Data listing
━━━

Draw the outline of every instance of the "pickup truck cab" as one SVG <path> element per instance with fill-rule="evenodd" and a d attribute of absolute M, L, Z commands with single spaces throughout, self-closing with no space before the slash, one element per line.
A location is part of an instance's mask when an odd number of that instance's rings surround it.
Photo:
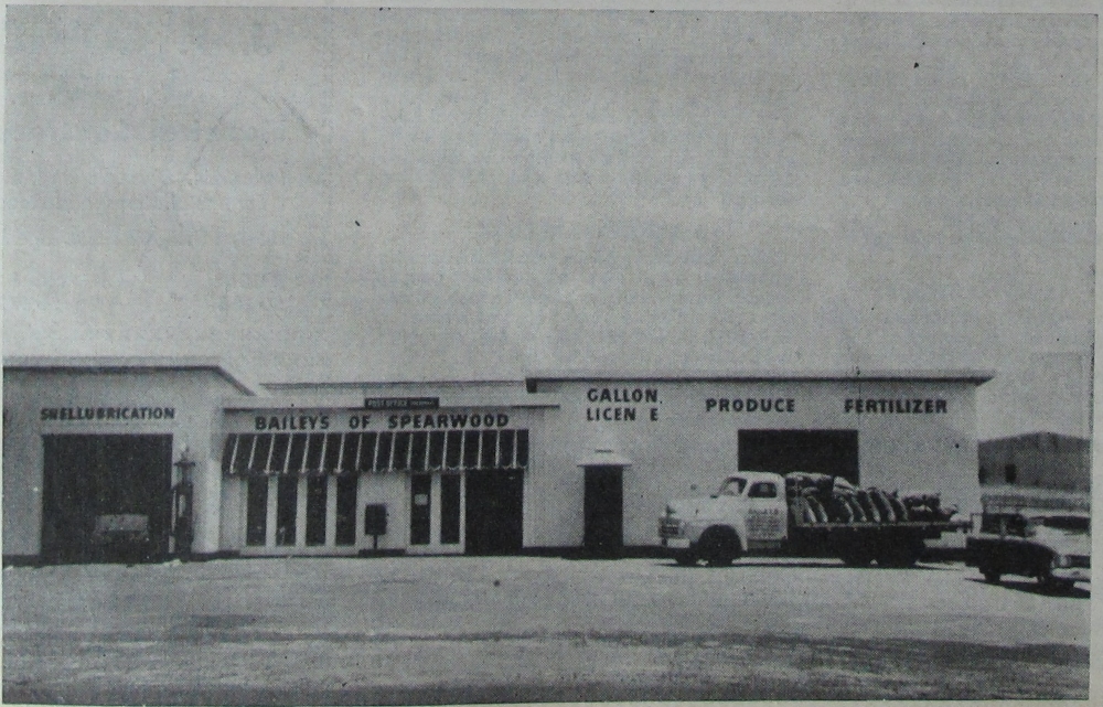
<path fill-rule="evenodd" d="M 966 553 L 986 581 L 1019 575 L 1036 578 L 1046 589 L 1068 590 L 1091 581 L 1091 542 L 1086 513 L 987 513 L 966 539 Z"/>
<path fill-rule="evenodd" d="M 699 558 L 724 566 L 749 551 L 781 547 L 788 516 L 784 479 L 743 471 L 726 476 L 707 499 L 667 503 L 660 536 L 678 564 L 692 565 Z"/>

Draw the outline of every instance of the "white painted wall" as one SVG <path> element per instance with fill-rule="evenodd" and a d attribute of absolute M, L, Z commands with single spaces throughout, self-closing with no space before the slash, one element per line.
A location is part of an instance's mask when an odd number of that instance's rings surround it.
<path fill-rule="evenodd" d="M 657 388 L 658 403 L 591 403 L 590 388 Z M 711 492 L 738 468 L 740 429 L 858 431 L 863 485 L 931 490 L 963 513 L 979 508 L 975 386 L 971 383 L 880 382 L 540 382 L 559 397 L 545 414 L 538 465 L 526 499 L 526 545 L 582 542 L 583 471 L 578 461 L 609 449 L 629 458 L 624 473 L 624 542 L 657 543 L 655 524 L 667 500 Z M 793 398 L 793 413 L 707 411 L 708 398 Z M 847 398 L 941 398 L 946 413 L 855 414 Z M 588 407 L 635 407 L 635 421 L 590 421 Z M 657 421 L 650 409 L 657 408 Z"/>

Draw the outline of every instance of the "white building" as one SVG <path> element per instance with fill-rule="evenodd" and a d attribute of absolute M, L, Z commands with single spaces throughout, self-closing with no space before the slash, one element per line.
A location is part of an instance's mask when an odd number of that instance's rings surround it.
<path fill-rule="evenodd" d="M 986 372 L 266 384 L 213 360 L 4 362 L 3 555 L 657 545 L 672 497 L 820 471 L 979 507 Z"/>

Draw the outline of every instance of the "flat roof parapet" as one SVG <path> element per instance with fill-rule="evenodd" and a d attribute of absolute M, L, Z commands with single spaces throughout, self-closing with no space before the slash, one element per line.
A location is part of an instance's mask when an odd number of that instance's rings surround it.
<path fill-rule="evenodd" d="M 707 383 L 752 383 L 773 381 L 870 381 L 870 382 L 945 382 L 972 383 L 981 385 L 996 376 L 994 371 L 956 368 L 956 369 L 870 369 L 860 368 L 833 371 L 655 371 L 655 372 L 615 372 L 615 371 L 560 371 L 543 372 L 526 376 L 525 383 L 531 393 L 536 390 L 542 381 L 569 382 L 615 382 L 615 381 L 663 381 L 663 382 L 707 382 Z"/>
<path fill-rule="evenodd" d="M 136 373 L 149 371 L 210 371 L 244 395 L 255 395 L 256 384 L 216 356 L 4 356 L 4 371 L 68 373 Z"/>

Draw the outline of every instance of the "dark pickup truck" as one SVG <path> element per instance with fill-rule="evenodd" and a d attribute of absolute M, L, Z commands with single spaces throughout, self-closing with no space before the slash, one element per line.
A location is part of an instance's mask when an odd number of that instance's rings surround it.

━━━

**What to do**. Repeat the items above with "Draw the outline" switched to "Trace the outline" everywhere and nothing else changed. Leave the pictures out.

**Finished answer**.
Trace the outline of every instance of the "pickup truck cab" as one SVG <path> element per instance with fill-rule="evenodd" and a d attribute of absolute M, L, Z commands with single spaces throughout, self-closing with no space before the slash, one element per line.
A location is part of an instance's mask when an odd number of that instance's rings surround it.
Photo:
<path fill-rule="evenodd" d="M 966 553 L 986 581 L 1019 575 L 1036 578 L 1046 589 L 1068 590 L 1091 581 L 1091 542 L 1086 513 L 987 513 L 966 539 Z"/>
<path fill-rule="evenodd" d="M 699 558 L 724 566 L 749 551 L 781 547 L 788 516 L 784 479 L 743 471 L 726 476 L 707 499 L 667 503 L 660 536 L 678 564 L 692 565 Z"/>

Trace the outline of every instance of the "white painted wall" as one SVG <path> element per instance with fill-rule="evenodd" and a d attribute of absolute M, L, Z commands with single spaces throughout, self-closing with no space before the slash, one element per line.
A location is part of an instance's mask when an odd number of that instance's rings surround it.
<path fill-rule="evenodd" d="M 657 388 L 658 403 L 591 403 L 590 388 Z M 711 492 L 738 468 L 740 429 L 858 431 L 863 485 L 931 490 L 963 513 L 979 508 L 975 386 L 971 383 L 880 382 L 540 382 L 559 397 L 545 414 L 538 465 L 526 499 L 526 545 L 582 542 L 583 471 L 578 461 L 609 449 L 629 458 L 624 473 L 624 542 L 657 543 L 655 524 L 667 500 Z M 793 398 L 793 413 L 707 411 L 708 398 Z M 847 398 L 941 398 L 946 413 L 855 414 Z M 588 407 L 635 407 L 635 421 L 590 421 Z M 657 421 L 650 409 L 657 408 Z"/>

Trace the outline of every instance of the "white building" as one SVG <path> element per instance with fill-rule="evenodd" and a d attribute of absolute M, L, Z commands with single spaces throughout, self-closing with no space before the slash, one element per line.
A location is part of an instance's mask when an odd number of that instance's rings surround it.
<path fill-rule="evenodd" d="M 986 372 L 266 384 L 213 360 L 4 362 L 3 555 L 657 545 L 672 497 L 820 471 L 979 507 Z"/>

Trace the outline of every instance of the "flat roof parapet" as one SVG <path> element per instance with fill-rule="evenodd" and a d attribute of absolute M, L, Z commands with single spaces throughout, self-closing with no space before the slash, one element per line.
A location is part of an instance's mask when an odd number of that instance's rings surround it.
<path fill-rule="evenodd" d="M 707 383 L 752 383 L 773 381 L 870 381 L 870 382 L 945 382 L 972 383 L 981 385 L 996 376 L 994 371 L 956 368 L 956 369 L 870 369 L 860 368 L 833 371 L 655 371 L 655 372 L 615 372 L 615 371 L 560 371 L 543 372 L 526 376 L 525 383 L 531 393 L 536 390 L 542 381 L 569 382 L 615 382 L 615 381 L 663 381 L 663 382 L 707 382 Z"/>
<path fill-rule="evenodd" d="M 136 373 L 149 371 L 210 371 L 244 395 L 255 395 L 256 384 L 216 356 L 4 356 L 4 371 L 68 373 Z"/>

Trace the outline of every instance of the "dark pickup truck" as one SVG <path> element per instance with fill-rule="evenodd" and a d attribute of absolute M, L, Z commands with single spaces throughout, self-closing with no space before the slash, one element per line.
A location is part of an instance's mask when an odd number of that instance's rings surround it.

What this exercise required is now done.